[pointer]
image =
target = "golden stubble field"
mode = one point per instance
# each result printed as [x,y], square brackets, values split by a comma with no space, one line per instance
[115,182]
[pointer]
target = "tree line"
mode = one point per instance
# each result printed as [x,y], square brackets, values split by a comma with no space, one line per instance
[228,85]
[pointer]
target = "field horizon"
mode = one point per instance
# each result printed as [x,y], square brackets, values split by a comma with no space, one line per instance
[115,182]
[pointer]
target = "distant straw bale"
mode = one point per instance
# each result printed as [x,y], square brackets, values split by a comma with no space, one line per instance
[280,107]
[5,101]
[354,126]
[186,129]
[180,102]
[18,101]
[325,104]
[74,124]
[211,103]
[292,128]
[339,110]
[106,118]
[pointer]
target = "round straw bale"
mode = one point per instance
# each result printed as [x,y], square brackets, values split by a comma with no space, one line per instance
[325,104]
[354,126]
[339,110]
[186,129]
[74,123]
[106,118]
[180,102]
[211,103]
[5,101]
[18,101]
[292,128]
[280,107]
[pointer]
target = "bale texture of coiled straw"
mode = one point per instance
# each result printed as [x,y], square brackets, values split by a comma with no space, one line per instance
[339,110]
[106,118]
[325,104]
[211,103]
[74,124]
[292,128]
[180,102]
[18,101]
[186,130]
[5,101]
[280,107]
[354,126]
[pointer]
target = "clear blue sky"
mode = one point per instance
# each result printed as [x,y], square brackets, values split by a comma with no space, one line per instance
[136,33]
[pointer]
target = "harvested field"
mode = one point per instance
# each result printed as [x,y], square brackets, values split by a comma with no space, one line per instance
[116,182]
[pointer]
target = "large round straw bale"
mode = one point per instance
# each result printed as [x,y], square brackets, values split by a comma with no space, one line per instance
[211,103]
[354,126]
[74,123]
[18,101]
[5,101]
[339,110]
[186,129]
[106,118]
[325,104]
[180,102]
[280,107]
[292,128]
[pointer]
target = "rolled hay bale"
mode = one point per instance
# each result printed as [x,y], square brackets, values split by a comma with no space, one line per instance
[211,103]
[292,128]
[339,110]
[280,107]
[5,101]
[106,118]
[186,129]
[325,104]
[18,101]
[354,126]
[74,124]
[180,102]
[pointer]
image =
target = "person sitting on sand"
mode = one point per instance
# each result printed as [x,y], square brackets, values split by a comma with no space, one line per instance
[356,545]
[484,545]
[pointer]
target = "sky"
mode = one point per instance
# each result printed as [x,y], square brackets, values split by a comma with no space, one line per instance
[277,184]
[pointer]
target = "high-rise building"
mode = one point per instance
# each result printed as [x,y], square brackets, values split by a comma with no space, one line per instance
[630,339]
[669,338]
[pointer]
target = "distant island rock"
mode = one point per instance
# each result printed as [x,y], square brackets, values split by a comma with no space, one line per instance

########

_What is required:_ Reproduce the complete data exactly as presented above.

_Response to the exercise:_
[pointer]
image =
target = "golden stubble field"
mode = one point per instance
# each result printed as [x,y], square brackets, values split by a comma with no space, one line per instance
[115,182]
[pointer]
target = "tree line"
mode = one point per instance
# each result printed as [x,y], square brackets, values split by a comma with no space, one line per instance
[228,85]
[pointer]
target = "field horizon"
mode = one point per instance
# each result printed as [x,y], square brackets, values split by a comma with no space, one line per instance
[115,182]
[pointer]
target = "distant straw bale"
mode = one point per instance
# each result printed as [x,y], square brackets, values split by a comma with no space, one line per instance
[280,107]
[5,101]
[354,126]
[186,129]
[180,102]
[18,101]
[325,104]
[74,124]
[211,103]
[292,128]
[339,110]
[106,118]
[pointer]
target = "round straw bale"
mode = one point per instance
# each result printed as [x,y], square brackets, values split by a comma with no space, one line per instance
[325,104]
[354,126]
[339,110]
[186,129]
[74,123]
[106,118]
[180,102]
[211,103]
[5,101]
[18,101]
[292,128]
[280,107]
[pointer]
target = "bale texture of coiled straw"
mode = one point per instance
# each result printed as [x,y], square brackets, values split by a comma with no space, one line per instance
[339,110]
[106,118]
[325,104]
[211,103]
[74,124]
[292,128]
[180,102]
[18,101]
[186,130]
[5,101]
[280,107]
[354,126]
[pointer]
target = "clear blue sky"
mode = one point per instance
# each result printed as [x,y], square brackets, values split by a comma with no space, one line per instance
[136,33]
[pointer]
target = "harvested field"
mode = one point per instance
# each result printed as [x,y], square brackets, values split by a comma with no space, one line per instance
[116,182]
[pointer]
target = "large round straw bale"
mode = one point per instance
# each result printed as [x,y], square brackets, values split by a comma with no space, one line per instance
[211,103]
[354,126]
[74,123]
[18,101]
[5,101]
[339,110]
[186,129]
[106,118]
[325,104]
[180,102]
[280,107]
[292,128]
[pointer]
target = "rolled hay bale"
mode = one point per instance
# each result printed as [x,y], square brackets, values split by a comma with no space, one line per instance
[211,103]
[292,128]
[339,110]
[280,107]
[5,101]
[106,118]
[186,129]
[325,104]
[18,101]
[354,126]
[74,124]
[180,102]
[pointer]
image =
target = "person sitting on sand"
mode = one point per instance
# each result printed as [x,y], square brackets, values split by a comma with no space, one line per instance
[356,545]
[484,545]
[pointer]
target = "sky"
mode = one point per instance
# each result printed as [x,y], square brackets, values split by a comma with no space, one line per instance
[277,184]
[pointer]
target = "high-rise building"
mode = one point per instance
# each result printed as [x,y], square brackets, values split by a comma with no space, one line per instance
[630,339]
[669,338]
[pointer]
target = "distant island rock"
mode = one point per instance
# each result printed as [x,y], square brackets, values split by a comma with no space, one line per instance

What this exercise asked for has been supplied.